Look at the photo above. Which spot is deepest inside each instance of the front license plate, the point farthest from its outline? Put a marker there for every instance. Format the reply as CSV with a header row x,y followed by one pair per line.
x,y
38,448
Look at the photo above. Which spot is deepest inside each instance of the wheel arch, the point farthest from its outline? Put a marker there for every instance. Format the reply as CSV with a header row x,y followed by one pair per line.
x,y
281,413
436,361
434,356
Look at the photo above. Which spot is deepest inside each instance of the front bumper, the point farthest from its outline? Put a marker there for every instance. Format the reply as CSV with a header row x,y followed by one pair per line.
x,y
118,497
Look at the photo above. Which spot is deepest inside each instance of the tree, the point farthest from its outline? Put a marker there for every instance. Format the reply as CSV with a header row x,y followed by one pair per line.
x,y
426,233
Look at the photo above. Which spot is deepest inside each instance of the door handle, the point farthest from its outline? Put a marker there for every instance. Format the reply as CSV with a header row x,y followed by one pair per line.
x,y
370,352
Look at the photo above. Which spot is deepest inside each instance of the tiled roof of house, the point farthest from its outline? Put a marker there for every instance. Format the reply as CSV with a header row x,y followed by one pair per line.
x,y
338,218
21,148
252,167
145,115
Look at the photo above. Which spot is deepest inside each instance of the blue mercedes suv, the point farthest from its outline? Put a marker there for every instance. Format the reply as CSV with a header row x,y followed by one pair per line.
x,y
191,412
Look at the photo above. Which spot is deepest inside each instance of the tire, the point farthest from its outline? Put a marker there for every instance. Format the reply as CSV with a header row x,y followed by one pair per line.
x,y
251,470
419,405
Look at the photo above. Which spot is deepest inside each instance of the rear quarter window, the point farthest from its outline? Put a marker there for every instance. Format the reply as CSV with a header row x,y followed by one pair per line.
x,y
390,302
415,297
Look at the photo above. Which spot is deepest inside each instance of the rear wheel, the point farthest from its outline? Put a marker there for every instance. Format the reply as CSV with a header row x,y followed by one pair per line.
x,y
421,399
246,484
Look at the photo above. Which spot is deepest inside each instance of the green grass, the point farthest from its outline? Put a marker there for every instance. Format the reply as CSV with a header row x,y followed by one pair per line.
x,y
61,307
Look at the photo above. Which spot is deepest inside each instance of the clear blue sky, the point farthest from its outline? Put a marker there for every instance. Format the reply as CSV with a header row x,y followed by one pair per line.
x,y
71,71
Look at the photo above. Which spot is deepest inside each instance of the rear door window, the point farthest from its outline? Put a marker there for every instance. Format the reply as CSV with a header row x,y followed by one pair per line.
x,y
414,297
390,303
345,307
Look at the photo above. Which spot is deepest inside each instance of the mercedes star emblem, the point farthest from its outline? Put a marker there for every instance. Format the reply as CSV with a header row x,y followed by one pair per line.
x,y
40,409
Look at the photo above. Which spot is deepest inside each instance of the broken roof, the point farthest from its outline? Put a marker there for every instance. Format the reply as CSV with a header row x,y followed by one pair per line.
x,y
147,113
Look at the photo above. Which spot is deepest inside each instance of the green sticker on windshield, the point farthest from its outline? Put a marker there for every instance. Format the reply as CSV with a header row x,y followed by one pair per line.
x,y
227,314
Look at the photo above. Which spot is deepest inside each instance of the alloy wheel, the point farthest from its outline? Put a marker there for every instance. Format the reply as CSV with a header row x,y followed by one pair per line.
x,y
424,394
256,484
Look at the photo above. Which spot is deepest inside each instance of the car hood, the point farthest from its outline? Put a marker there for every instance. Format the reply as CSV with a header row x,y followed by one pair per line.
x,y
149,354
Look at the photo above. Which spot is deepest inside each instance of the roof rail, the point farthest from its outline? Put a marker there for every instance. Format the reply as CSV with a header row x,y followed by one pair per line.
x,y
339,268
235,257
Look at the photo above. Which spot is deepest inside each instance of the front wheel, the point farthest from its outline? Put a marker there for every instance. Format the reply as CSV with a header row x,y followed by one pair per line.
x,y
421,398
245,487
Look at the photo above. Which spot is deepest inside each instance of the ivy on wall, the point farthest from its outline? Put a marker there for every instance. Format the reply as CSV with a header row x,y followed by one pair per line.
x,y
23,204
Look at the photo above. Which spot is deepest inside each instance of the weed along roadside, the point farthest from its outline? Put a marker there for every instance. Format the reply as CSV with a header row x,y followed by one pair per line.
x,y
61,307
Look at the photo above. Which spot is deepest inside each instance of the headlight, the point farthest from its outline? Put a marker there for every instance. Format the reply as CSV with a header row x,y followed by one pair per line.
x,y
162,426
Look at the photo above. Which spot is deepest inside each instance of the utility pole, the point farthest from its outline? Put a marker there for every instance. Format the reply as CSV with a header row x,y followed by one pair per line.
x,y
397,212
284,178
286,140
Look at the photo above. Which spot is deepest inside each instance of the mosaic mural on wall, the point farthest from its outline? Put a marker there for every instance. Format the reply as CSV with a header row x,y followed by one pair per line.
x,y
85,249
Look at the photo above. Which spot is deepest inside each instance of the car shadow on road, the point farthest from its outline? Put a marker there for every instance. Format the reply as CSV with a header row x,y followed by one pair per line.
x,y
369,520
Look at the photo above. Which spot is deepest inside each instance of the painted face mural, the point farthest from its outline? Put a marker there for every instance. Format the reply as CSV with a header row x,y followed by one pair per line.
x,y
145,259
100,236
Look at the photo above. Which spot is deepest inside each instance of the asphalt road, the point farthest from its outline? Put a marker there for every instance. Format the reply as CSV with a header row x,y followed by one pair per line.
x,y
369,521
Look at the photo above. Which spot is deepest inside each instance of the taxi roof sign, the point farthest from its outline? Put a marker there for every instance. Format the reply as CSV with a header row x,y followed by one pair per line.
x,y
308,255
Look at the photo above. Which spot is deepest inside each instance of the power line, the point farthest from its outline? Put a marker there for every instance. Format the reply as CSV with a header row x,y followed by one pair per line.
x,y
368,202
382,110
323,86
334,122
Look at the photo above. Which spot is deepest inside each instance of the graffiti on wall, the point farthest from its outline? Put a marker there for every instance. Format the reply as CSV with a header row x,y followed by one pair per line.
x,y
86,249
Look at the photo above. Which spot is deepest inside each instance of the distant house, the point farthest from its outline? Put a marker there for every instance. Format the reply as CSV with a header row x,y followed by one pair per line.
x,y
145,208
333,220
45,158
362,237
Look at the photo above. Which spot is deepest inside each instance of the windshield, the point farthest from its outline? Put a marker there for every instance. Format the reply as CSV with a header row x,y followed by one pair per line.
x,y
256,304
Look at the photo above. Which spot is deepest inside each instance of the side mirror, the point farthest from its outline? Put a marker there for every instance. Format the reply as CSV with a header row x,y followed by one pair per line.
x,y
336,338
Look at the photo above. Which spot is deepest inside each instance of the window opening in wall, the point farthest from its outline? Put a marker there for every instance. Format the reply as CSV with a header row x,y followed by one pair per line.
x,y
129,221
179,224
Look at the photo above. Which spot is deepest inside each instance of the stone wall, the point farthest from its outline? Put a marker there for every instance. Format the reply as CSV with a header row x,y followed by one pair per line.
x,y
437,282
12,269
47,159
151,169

------------------------------------------------

=== Task instructions ===
Go through the data and copy each line exactly as it reads.

=== Result of the task ===
Look at the photo above. Which spot is deepest inside each instance of the front license plate, the point farthest from its outline? Put a marker there for every instance. Format the reply as CSV with a header row x,y followed by one pair per line.
x,y
38,448
Look at the photo above. Which spot is deepest inside each instance of the wheel arch, the point farthest from its outline? Put a marker there for every instance. Format the reply as CSV with a header row x,y followed by one pair per line.
x,y
281,413
436,361
434,356
Look at the photo above. Which spot is deepest inside each instance of the front bumper, the point farthest from its outline? Put a marker there for every instance. Format the reply as CSV with a header row x,y followed by one pair per line.
x,y
118,497
Look at the photo above. Which spot is deepest inside each instance of the tree, the point farthest from its outline? Put a marker there for every instance. Format the reply as CSV with a header row x,y followed by one pair per line.
x,y
426,233
Look at the photo above. Which spot is deepest inside each instance of the door handle, the point farthest from its outline? Put a marker there for every instance. Format the reply as CSV with a header row x,y followed by one pair per line.
x,y
370,352
Look at the photo above. Which spot is deepest inside each instance of the tiled roof of house, the point farthest from its outline? Put a marker there for every instance. Format the reply as CSV with a header row x,y followed by one pair per line.
x,y
338,218
21,148
252,167
145,115
Look at the photo above. Which spot is deepest inside each instance of the blue mercedes suv, the point farthest from its outline? Put a marker there for every instance. Format the reply as CSV with a header row x,y followed by one pair per line.
x,y
191,412
Look at the photo above. Which spot is deepest inside each instance of the tire, the point farthest from its outline? Put a marker there for every instance. Format the reply as CSV with a header row x,y followed by one pair per line.
x,y
251,470
419,405
Look at the photo above. Which spot is deepest inside each instance of the rear quarter window, the point farthest from its outline? Put a marker there for every instance. Format the reply as CSV with a header row x,y followed by one pair per line.
x,y
390,302
415,297
Look at the photo above. Which spot is deepest inside each instance of the rear wheel, the point farthest from its outline? Put a marker there for every instance. Format the reply as CSV with a header row x,y followed by one pair per line.
x,y
421,399
246,484
Look at the photo above. Which spot is deepest inside each instance of the green grass, the point farthest from its outline? Put a marker there for every instance. Format the reply as CSV with a header row x,y followed by one pair per line.
x,y
61,307
Look at the photo above. Which spot is deepest inside each instance of the clear blue sky, the point farthest from its outline? Put a marker there for every instance. Format the reply as CSV with a header row x,y followed by one pair per line.
x,y
71,71
Look at the photo above. Which spot is deepest inside each instance of the rear door window, the point farthest from its outline? Put a marker there for every instance. Format the reply as CSV with a header row x,y followed by one pair per line.
x,y
414,297
390,303
345,307
Look at the photo above. Which spot is deepest inside each instance of the mercedes star emblem, the point farthest from its outline? Put a marker there for every instance. Format the reply as CSV with a header row x,y followed by one pair per line.
x,y
40,409
Look at the photo above. Which spot is deepest inside each instance of the broken roof, the point farthest from its outline? Put a marker there for every instance. Format the reply as CSV with a header row x,y followed by one pair per line.
x,y
147,113
Look at the photo above. Which spot is deepest inside each instance of the green sticker on windshield, the point farthest from its outline? Put a marker there for every instance. Format the reply as CSV with a header row x,y followed by one pair per line.
x,y
227,314
Look at the photo above. Which spot is deepest inside each instance of the alloy wheel, the point farthest from its outline? Put a marker there for every instance. Format the reply as CSV with a header row x,y followed by one pair per line.
x,y
424,394
256,484
Look at the photo above. Which spot is deepest inside each instance of the car hood, the point farthest from its outline? Put a marker there for every instance. Format the reply as CSV with a header row x,y followed by one pair per line.
x,y
149,354
Look at the photo above. Which spot is deepest inside each instance of the roof rail, the point farthest from its outline? Put a marker there for every instance. Format the reply as CSV with a header row x,y followed by one pair per line.
x,y
339,268
235,257
Look at the photo above. Which spot is deepest inside each instance of the front wheel, the point farthest from its outline? Put a marker there for every instance. Format the reply as CSV with a header row x,y followed by one pair per line.
x,y
421,398
245,487
Look at the photo above. Which spot is deepest inside each instance of the ivy on wall, the point farthest from its outline? Put a marker there for every instance. Format the reply as CSV with a header row x,y followed by one pair per line.
x,y
23,204
Look at the photo above. Which spot is deepest inside each instance of the weed along roadside, the point farthest from its outline? Put a marker there for every instance. Format the reply as CSV with a header row x,y followed by one pair per line.
x,y
61,307
Look at the photo above. Which spot is deepest inside each instance of the headlight, the point farthest from its outline? Put a marker there for every instance. Format the reply as CSV with a header row x,y followed by one pair per line.
x,y
162,426
Look at the photo above. Which spot is deepest inside each instance of the utility pole, the point farthest from its outline? Put a marker there for every instance. Format the reply as CSV with a header row x,y followed by one pair per line.
x,y
397,212
284,178
286,140
Look at the photo above. Which spot is deepest inside each instance of the mosaic mural on wall, the point farthest from its outline? Put a marker there for every instance. Format the reply as CSV with a header row x,y followed by one pair per line.
x,y
85,249
Look at the photo above. Which spot is deepest inside each instance of the car shadow on road, the point farthest from its outline? Put a marker there for every instance. Format the reply as CSV with a header row x,y followed by one pair per line.
x,y
369,520
Look at the photo above. Which spot is deepest inside each instance of the painted face mural, the point farthest from its outline? Put a marker there for every instance. Format the reply as CSV with a header row x,y followed by one pair per line.
x,y
145,259
100,236
Look at the photo above. Which spot is deepest inside each instance of the asphalt road, the point farthest from its outline? Put a marker there for every instance. Format the reply as CSV with a header row x,y followed by one pair per line.
x,y
369,521
Look at the photo above. Which spot is deepest inside each instance of the taxi roof sign, the point farthest from its outline? Put a marker there for every instance. Format the reply as CSV with a header row x,y followed by one pair per line.
x,y
308,255
Look at the photo above. Which spot is deepest inside each instance of the power line, the point farthest from its outline? Put a marker there for every instance. Format the reply as CSV with a header row x,y followed by one pair per line.
x,y
368,202
382,110
323,86
334,122
Look at the photo above. Which spot is deepest inside each instance of the graffiti on wall, the point farthest from its outline? Put a marker there for every instance. Format the reply as CSV with a header row x,y followed by one pair per line.
x,y
86,249
Look at the photo above. Which spot is deepest inside each instance of the distant house, the point farthest from its outline? Put a marker there for every instance. Format the reply as CSV with a header row x,y followed by one pair per line.
x,y
145,208
333,220
45,158
362,237
Look at the photo above. Which spot is deepest inside each instance of the windshield, the point farthest from its outline? Put a marker there for every instance. Format the reply as CSV with a header row x,y followed by one pair per line.
x,y
256,304
Look at the photo above. Which spot is deepest inside each instance of the side mirror, the point farthest from its outline? Put a marker there for every instance. Format the reply as CSV with a header row x,y followed by one pair per line.
x,y
336,338
Look at the photo above. Which spot is deepest inside each instance of the window opening in wall, the point farthest from its outline? Put a marker there for every instance. Format the reply as CSV with a header row x,y followed by one pair per line.
x,y
129,221
179,224
Look at the photo above. Which spot is deepest inside each instance of the stone wall, the point farthest from its outline? Put a marker there for every instance. Format the reply as CSV with a header row x,y followed by one pair per line.
x,y
437,282
12,269
47,159
151,169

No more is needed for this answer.